──────── AVAILABLE DATA ────────

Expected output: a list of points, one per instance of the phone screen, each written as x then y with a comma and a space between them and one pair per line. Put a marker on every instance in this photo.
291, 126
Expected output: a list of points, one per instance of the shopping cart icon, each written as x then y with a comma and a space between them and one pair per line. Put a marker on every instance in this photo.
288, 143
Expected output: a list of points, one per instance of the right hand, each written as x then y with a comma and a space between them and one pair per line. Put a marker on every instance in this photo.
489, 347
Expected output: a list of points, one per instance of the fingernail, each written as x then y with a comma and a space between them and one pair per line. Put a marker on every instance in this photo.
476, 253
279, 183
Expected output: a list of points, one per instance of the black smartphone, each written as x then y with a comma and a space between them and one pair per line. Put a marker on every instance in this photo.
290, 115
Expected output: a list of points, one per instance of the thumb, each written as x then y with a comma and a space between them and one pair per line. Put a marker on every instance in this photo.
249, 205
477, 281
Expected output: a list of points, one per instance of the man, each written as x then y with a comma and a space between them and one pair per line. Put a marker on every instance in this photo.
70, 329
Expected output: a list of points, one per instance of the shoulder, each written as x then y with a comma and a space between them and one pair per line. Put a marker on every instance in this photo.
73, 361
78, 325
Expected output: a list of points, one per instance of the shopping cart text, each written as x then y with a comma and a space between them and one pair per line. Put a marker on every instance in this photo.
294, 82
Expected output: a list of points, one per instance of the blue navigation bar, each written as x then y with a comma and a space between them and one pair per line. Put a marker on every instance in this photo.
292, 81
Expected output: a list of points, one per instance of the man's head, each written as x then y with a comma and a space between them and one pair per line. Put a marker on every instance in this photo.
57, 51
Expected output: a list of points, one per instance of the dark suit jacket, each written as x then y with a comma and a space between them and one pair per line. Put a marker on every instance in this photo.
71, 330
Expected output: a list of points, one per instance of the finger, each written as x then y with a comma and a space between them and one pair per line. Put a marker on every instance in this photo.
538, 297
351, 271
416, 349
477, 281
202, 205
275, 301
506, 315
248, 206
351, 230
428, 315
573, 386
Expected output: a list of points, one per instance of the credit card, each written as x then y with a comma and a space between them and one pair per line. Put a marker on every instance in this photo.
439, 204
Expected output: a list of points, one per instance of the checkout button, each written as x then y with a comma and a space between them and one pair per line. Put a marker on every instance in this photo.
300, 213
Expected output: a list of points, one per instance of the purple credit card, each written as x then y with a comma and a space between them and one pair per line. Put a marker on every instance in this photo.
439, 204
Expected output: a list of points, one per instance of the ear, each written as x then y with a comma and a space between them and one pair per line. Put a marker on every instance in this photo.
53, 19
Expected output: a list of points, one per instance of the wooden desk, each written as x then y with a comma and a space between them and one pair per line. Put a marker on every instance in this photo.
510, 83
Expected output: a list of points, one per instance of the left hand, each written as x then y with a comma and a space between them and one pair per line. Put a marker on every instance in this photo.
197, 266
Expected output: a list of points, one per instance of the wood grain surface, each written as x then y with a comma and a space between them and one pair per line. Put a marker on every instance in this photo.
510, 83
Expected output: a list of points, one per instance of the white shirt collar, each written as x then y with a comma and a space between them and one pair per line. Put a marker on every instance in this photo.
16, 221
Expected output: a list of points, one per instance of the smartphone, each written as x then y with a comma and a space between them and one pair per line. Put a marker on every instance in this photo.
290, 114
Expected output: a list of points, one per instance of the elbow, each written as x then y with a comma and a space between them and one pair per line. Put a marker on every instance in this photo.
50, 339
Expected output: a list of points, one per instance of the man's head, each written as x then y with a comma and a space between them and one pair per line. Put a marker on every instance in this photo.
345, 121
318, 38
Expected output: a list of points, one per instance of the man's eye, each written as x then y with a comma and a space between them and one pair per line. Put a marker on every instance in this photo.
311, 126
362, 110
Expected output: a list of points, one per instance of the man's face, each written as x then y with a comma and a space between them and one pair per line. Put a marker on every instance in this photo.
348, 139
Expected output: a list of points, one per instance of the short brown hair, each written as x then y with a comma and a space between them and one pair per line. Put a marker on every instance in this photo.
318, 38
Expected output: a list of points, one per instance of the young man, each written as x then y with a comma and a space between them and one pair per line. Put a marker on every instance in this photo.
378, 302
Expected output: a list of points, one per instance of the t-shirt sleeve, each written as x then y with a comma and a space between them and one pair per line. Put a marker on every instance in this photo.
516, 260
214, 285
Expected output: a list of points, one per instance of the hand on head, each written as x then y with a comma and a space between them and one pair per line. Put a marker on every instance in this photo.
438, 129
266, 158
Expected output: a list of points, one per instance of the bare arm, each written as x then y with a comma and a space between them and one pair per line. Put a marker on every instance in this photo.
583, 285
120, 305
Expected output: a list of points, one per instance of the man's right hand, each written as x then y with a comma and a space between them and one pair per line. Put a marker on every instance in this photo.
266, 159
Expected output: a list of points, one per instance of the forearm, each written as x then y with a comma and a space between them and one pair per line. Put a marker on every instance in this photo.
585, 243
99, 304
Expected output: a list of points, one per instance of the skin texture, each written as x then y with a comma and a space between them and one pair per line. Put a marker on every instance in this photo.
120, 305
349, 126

────────

▶ **WHAT IS BEING ASKED**
Only the lines from the one that contains "of the t-shirt" to the end of the data should be output, exactly as they appear.

▶ **EXPECTED OUTPUT**
Expected output: a list of points, one per instance of the t-shirt sleeve, each written as x then y with a comma and a space between them and one pair per line. Put a marker on every instance in this photo.
516, 260
214, 285
Expected output: a list of points, one per instance of the hand on head, each written as x then y with a comma and a space between them and one pair per line. Put a marker on every instance in this photo.
438, 129
266, 158
Expected output: a list of points, one per instance of the bare arm, each written as x then y with a comma and a space between them and one pair per line. Put a marker on every instance in this photo.
583, 285
120, 305
Expected output: a list of points, one per instance of the man's right hand, each written as x then y with a comma and a space between them and one pair per line. Put a marker on every instance in this photo.
266, 159
Expected output: a list of points, one per instance of the forearm, each written as x then y with a comma and a space between them and one pair per line. Put a marker on every instance in this photo.
585, 243
99, 304
Expected output: a list of points, one per instance of the skin texture, each written as x then y with a comma and a space between them and one pair per line. Put a marker on every instance in this photo.
120, 305
349, 126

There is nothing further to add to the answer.